DIRECTIVE: Revise the items starting at the line that contains "Guideline: one marker per instance of the dark hardwood" and ending with the last item, replacing "hardwood" with "oak" and keeping everything else the same. Give only those lines.

## START INFORMATION SUPPLIED

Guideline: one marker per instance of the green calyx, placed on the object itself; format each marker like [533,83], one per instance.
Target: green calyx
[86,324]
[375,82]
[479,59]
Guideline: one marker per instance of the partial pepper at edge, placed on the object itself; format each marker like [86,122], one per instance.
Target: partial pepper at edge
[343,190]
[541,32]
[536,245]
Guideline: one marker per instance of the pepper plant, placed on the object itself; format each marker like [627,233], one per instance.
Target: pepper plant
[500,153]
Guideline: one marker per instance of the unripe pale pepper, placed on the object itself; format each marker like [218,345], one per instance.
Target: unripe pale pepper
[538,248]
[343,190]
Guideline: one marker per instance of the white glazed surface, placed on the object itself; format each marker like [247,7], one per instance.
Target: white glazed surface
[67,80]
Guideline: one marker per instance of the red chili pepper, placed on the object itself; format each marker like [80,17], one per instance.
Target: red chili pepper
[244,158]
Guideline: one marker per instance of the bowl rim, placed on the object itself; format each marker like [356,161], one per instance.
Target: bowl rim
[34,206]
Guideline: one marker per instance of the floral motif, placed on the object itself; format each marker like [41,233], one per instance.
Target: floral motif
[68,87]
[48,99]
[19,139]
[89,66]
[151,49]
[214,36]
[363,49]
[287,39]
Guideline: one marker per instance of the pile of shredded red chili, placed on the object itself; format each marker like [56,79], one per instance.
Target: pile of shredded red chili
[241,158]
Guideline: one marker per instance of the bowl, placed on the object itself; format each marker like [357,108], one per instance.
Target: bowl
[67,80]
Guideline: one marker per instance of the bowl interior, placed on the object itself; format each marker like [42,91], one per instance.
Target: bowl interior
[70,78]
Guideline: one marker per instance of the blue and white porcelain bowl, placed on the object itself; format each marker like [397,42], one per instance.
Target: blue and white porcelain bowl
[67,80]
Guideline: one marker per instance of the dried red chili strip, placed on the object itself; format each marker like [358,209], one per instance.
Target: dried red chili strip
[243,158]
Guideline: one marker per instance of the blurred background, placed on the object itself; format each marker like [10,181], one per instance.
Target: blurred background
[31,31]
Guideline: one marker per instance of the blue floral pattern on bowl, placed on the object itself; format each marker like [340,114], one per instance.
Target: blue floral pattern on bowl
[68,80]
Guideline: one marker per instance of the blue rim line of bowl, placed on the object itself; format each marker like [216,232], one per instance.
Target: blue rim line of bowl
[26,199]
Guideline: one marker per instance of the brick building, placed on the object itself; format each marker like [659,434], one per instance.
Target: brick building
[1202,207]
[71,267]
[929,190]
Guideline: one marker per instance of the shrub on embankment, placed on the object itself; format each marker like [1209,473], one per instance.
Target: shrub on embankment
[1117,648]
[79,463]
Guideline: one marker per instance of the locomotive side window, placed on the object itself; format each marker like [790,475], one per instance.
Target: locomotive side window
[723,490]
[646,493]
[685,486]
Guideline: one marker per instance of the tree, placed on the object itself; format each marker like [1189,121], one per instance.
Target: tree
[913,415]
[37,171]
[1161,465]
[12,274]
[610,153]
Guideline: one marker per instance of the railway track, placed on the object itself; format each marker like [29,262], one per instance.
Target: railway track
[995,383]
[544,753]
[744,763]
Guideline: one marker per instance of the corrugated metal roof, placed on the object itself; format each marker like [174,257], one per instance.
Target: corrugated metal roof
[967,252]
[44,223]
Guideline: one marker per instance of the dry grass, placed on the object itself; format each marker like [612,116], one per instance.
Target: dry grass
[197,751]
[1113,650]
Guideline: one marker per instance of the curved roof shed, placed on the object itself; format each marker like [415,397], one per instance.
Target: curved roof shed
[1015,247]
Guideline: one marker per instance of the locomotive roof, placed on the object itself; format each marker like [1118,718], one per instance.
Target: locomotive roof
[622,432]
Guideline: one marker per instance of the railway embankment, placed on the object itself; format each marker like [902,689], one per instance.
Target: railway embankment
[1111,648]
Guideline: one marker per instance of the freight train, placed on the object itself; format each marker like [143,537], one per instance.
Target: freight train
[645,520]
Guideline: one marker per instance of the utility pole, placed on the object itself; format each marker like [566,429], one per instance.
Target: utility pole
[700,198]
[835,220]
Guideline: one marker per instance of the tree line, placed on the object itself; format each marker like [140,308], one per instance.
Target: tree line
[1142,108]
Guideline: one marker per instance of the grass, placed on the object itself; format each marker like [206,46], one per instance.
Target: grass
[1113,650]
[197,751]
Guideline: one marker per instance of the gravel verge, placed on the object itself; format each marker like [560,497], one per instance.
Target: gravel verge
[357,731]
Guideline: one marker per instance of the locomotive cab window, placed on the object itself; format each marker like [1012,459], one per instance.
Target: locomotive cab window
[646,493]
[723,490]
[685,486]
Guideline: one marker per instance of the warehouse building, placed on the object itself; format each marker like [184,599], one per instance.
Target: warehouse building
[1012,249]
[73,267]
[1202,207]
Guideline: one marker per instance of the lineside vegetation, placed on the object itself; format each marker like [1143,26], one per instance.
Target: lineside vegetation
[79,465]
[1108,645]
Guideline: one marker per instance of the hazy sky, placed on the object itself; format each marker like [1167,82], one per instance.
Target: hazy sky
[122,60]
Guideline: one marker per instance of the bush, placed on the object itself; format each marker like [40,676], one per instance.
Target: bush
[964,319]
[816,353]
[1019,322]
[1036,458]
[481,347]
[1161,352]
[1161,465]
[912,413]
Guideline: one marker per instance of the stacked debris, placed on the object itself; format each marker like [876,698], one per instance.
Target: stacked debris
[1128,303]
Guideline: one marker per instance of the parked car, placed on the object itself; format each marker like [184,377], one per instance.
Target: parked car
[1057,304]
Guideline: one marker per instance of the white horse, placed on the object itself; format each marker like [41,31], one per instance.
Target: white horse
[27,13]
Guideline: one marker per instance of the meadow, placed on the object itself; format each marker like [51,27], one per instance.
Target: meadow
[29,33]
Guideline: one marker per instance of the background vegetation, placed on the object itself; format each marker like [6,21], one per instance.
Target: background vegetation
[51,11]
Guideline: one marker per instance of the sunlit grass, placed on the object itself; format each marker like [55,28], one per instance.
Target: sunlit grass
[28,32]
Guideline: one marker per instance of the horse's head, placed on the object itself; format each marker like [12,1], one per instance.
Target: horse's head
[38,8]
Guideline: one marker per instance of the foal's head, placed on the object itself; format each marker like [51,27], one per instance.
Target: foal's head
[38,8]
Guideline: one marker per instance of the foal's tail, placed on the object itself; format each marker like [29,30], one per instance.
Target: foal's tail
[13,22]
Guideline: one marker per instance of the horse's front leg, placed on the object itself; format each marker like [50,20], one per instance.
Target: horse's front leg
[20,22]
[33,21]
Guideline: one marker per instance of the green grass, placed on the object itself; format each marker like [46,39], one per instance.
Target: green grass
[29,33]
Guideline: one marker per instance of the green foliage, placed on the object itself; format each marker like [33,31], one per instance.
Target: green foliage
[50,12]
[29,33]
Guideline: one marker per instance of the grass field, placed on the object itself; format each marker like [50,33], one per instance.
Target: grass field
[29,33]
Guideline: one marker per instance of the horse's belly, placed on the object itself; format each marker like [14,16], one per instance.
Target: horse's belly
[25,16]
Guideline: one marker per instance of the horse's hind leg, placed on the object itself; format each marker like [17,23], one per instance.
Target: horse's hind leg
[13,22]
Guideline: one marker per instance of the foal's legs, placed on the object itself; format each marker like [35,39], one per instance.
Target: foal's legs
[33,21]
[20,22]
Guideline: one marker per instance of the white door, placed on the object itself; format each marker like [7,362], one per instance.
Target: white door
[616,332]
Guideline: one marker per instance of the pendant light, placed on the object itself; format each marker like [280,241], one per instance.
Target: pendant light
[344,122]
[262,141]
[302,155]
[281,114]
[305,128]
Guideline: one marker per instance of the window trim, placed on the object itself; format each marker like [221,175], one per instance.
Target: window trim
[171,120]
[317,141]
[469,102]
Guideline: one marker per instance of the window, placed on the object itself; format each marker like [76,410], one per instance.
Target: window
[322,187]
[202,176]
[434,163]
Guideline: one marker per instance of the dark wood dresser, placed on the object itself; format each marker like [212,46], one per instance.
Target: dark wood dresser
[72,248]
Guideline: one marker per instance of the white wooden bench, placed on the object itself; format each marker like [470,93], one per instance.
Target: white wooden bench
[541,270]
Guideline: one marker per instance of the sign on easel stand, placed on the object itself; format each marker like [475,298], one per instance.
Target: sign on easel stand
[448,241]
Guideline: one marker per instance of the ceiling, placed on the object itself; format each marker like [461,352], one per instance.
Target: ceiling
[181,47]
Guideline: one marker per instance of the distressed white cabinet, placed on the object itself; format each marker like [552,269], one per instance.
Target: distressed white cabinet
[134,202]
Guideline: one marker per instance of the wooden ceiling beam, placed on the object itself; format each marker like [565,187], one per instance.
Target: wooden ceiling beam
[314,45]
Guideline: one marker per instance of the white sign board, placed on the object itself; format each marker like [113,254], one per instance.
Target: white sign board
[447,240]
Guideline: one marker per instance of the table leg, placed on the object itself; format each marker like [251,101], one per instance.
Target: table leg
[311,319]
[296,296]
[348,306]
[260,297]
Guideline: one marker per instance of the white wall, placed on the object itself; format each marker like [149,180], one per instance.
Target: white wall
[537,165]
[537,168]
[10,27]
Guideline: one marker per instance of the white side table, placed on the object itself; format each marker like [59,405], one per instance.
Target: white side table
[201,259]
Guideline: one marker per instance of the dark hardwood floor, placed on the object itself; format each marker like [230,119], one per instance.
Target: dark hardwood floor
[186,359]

## END INFORMATION SUPPLIED

RESPONSE:
Guideline: one marker per instance of the dark oak floor, placed on the object itself; format each marker like [230,119], one per instance.
Target: dark oak floor
[186,359]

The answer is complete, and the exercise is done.